(Coordinate annotation entries)
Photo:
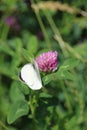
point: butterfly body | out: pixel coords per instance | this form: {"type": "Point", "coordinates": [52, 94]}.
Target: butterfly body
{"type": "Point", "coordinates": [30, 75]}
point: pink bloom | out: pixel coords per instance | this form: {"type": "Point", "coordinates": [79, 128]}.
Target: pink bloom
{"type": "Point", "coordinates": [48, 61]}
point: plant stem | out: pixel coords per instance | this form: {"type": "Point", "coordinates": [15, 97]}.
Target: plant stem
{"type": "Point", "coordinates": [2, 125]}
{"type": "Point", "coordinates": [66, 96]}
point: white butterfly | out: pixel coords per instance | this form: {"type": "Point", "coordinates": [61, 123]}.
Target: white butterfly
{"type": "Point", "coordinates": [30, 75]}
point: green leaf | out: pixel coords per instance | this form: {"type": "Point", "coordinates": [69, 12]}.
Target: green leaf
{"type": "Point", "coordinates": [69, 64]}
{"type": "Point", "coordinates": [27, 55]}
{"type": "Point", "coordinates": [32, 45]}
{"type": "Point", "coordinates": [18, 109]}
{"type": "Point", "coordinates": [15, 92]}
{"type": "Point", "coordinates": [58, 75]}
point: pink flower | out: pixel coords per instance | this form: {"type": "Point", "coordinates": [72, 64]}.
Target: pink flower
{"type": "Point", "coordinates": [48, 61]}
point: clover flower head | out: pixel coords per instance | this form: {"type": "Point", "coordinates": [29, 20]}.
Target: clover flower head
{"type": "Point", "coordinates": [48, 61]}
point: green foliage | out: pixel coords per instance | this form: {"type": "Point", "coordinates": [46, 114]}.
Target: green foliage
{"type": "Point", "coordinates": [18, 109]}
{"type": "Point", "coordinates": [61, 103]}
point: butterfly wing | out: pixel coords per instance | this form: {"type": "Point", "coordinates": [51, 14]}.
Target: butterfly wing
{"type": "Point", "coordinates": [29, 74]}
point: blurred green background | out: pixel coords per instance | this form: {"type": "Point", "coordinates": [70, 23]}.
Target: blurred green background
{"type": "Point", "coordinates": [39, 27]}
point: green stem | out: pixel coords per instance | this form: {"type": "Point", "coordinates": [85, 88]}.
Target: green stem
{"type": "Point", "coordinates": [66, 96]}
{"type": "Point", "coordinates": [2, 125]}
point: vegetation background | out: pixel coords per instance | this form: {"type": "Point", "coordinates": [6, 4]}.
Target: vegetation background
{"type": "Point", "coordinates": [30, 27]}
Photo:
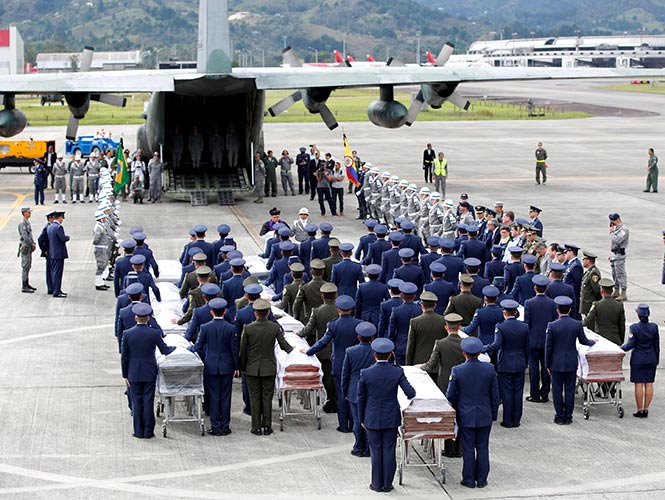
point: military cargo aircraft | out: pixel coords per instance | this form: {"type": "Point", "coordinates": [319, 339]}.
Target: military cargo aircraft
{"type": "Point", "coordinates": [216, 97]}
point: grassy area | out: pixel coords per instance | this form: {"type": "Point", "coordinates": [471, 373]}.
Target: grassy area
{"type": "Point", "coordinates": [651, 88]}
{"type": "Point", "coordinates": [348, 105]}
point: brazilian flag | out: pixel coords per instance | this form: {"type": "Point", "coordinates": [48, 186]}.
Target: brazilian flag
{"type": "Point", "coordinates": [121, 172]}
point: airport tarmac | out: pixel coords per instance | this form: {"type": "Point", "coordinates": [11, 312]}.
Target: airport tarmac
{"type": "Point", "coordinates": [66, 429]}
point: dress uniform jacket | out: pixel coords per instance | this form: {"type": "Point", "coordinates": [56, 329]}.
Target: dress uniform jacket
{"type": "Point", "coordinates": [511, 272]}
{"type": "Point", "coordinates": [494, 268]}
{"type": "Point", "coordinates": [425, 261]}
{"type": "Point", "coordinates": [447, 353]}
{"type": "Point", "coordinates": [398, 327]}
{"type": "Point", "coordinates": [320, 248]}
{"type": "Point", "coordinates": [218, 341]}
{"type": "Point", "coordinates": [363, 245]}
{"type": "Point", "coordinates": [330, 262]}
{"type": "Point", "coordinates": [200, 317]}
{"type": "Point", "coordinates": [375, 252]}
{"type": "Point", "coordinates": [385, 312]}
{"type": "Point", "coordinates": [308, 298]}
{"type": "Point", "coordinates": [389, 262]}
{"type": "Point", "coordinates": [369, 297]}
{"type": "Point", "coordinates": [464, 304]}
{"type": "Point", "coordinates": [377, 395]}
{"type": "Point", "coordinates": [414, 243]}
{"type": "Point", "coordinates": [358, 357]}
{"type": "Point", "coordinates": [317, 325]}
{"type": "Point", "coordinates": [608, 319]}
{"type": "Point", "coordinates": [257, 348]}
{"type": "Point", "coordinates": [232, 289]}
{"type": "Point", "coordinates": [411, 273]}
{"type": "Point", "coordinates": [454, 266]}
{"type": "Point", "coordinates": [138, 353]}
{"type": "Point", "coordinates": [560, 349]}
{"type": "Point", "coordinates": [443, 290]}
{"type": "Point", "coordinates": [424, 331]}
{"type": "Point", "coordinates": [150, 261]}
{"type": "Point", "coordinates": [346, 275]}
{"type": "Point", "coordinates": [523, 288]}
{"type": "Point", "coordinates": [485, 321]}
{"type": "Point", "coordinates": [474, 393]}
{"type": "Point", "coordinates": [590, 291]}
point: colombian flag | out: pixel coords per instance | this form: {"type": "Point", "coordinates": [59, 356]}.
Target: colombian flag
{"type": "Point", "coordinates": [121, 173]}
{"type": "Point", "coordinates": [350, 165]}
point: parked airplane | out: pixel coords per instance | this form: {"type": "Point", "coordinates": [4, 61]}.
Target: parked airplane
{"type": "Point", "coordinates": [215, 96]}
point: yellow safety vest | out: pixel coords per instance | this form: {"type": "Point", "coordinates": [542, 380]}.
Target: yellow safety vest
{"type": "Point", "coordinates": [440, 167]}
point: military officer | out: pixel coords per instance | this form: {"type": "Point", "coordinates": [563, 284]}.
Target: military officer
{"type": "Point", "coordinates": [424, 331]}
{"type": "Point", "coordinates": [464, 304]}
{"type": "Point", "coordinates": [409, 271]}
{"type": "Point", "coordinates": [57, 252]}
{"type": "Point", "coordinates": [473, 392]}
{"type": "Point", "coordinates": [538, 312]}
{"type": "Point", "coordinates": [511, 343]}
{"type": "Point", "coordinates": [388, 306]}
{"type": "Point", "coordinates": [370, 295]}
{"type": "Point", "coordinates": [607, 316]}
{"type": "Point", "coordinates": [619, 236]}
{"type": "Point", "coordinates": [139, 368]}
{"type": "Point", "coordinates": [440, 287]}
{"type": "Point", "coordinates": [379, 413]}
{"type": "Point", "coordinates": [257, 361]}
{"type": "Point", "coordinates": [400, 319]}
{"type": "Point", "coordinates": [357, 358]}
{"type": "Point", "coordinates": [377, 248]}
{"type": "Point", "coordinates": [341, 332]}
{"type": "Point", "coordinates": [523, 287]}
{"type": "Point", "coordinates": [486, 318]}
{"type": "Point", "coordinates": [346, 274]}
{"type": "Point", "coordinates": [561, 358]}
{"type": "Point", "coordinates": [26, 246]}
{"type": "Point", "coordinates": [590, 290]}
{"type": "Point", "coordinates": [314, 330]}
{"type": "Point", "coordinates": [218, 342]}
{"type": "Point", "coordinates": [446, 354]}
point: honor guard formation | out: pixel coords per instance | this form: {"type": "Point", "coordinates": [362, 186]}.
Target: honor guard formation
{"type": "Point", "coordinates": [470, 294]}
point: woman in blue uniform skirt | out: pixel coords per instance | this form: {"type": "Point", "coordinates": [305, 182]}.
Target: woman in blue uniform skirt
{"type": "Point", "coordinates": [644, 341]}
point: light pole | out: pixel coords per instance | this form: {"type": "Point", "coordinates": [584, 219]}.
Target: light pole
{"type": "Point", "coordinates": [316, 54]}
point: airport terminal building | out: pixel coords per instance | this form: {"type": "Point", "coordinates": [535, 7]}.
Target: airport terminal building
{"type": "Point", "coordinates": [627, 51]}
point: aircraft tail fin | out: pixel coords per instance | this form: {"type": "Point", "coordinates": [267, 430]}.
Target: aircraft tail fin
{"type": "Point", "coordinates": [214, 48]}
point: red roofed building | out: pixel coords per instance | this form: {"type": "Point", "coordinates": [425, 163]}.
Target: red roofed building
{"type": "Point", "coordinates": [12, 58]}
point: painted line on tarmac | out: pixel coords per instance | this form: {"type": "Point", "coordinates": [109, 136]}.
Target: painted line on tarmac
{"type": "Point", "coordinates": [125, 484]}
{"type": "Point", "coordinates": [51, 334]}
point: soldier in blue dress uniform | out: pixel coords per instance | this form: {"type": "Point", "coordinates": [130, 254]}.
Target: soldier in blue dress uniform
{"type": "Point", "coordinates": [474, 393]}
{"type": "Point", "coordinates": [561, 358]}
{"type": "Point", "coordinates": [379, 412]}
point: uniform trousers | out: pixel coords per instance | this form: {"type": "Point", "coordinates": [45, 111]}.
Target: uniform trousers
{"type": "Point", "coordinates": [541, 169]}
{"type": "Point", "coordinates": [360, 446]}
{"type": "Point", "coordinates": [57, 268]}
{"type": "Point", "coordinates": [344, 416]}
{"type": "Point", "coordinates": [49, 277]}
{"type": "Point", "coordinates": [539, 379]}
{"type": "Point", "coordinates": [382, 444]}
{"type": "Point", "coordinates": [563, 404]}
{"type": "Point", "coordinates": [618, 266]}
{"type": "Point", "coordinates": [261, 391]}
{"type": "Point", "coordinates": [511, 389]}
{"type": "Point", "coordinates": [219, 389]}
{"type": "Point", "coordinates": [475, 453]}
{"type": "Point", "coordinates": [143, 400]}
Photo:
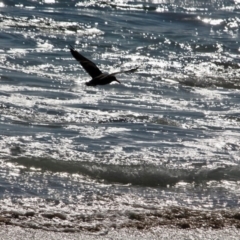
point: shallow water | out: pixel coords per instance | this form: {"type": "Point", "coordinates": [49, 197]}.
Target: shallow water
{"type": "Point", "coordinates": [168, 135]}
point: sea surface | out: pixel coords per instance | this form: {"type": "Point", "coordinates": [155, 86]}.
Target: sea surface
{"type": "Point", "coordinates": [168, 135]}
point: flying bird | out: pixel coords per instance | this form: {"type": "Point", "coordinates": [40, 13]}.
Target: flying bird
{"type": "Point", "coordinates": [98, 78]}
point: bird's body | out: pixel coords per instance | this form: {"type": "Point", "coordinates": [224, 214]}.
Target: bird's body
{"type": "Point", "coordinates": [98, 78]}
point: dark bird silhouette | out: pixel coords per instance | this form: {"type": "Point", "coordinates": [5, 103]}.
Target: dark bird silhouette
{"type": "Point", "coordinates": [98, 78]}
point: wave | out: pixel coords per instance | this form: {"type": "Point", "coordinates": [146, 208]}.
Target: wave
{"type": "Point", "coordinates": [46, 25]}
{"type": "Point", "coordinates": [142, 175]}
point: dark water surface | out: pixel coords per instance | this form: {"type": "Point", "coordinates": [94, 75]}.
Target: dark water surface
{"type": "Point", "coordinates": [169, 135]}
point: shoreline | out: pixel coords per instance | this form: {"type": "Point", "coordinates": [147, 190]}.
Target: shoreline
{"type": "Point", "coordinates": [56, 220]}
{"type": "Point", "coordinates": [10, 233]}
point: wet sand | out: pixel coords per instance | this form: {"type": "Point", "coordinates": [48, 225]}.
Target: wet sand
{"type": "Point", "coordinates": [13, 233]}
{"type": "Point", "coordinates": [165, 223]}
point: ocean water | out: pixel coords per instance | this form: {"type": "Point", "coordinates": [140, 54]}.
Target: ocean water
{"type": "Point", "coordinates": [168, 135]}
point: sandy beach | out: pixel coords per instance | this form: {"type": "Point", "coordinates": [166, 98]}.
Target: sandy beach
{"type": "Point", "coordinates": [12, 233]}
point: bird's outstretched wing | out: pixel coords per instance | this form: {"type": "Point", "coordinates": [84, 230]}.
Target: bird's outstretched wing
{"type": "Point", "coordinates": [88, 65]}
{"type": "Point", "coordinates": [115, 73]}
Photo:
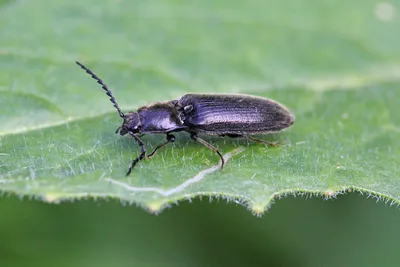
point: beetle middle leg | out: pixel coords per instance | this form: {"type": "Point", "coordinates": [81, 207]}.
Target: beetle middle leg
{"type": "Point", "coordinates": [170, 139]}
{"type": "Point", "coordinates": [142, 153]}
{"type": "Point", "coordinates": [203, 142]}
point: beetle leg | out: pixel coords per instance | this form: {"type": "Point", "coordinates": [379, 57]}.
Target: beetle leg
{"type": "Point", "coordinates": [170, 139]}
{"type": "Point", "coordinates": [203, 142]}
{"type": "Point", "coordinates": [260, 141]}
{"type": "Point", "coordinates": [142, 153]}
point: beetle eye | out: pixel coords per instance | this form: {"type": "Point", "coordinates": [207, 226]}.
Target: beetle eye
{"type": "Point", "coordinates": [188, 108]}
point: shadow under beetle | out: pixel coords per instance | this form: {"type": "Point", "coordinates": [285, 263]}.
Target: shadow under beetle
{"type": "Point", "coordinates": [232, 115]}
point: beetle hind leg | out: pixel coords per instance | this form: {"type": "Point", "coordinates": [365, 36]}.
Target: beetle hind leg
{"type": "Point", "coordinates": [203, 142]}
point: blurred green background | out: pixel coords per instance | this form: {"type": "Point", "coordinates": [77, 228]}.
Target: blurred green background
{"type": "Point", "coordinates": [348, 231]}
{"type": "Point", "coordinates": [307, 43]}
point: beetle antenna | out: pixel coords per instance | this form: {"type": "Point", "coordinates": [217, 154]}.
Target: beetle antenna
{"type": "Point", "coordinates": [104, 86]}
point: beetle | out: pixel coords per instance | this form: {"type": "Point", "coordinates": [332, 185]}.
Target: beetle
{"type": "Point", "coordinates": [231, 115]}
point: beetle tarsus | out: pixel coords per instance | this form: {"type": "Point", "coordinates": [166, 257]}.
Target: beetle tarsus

**What you need to do**
Locate the line that contains "point: beetle leg". Repeat it and every line after it, up to and including the final line, exactly.

**Reply**
point: beetle leg | out: pixel coords per instance | this form: {"type": "Point", "coordinates": [379, 57]}.
Target: beetle leg
{"type": "Point", "coordinates": [170, 139]}
{"type": "Point", "coordinates": [203, 142]}
{"type": "Point", "coordinates": [260, 141]}
{"type": "Point", "coordinates": [142, 153]}
point: beetle eye | out: pixel coords per instance | this form: {"type": "Point", "coordinates": [207, 226]}.
Target: beetle eye
{"type": "Point", "coordinates": [188, 108]}
point: shadow under beetle | out: pixel coords per instance | this form: {"type": "Point", "coordinates": [285, 263]}.
Target: shadow under beetle
{"type": "Point", "coordinates": [232, 115]}
point: beetle hind leg | out: pixel coords per instance | this form: {"type": "Point", "coordinates": [365, 36]}.
Target: beetle hind leg
{"type": "Point", "coordinates": [203, 142]}
point: blurred green background | out: pixel coords per instance | this form: {"type": "Point", "coordinates": [77, 228]}.
Target: blurred green background
{"type": "Point", "coordinates": [348, 231]}
{"type": "Point", "coordinates": [307, 43]}
point: beetle antenna | out: pixel coords per instance | this form: {"type": "Point", "coordinates": [217, 154]}.
Target: beetle antenna
{"type": "Point", "coordinates": [104, 86]}
point: beetle | out: pixel coords per instance | this form: {"type": "Point", "coordinates": [332, 185]}.
Target: beetle
{"type": "Point", "coordinates": [231, 115]}
point: beetle tarsus | out: pixel coords per instance | this form: {"type": "Point", "coordinates": [166, 257]}.
Target: beetle tarsus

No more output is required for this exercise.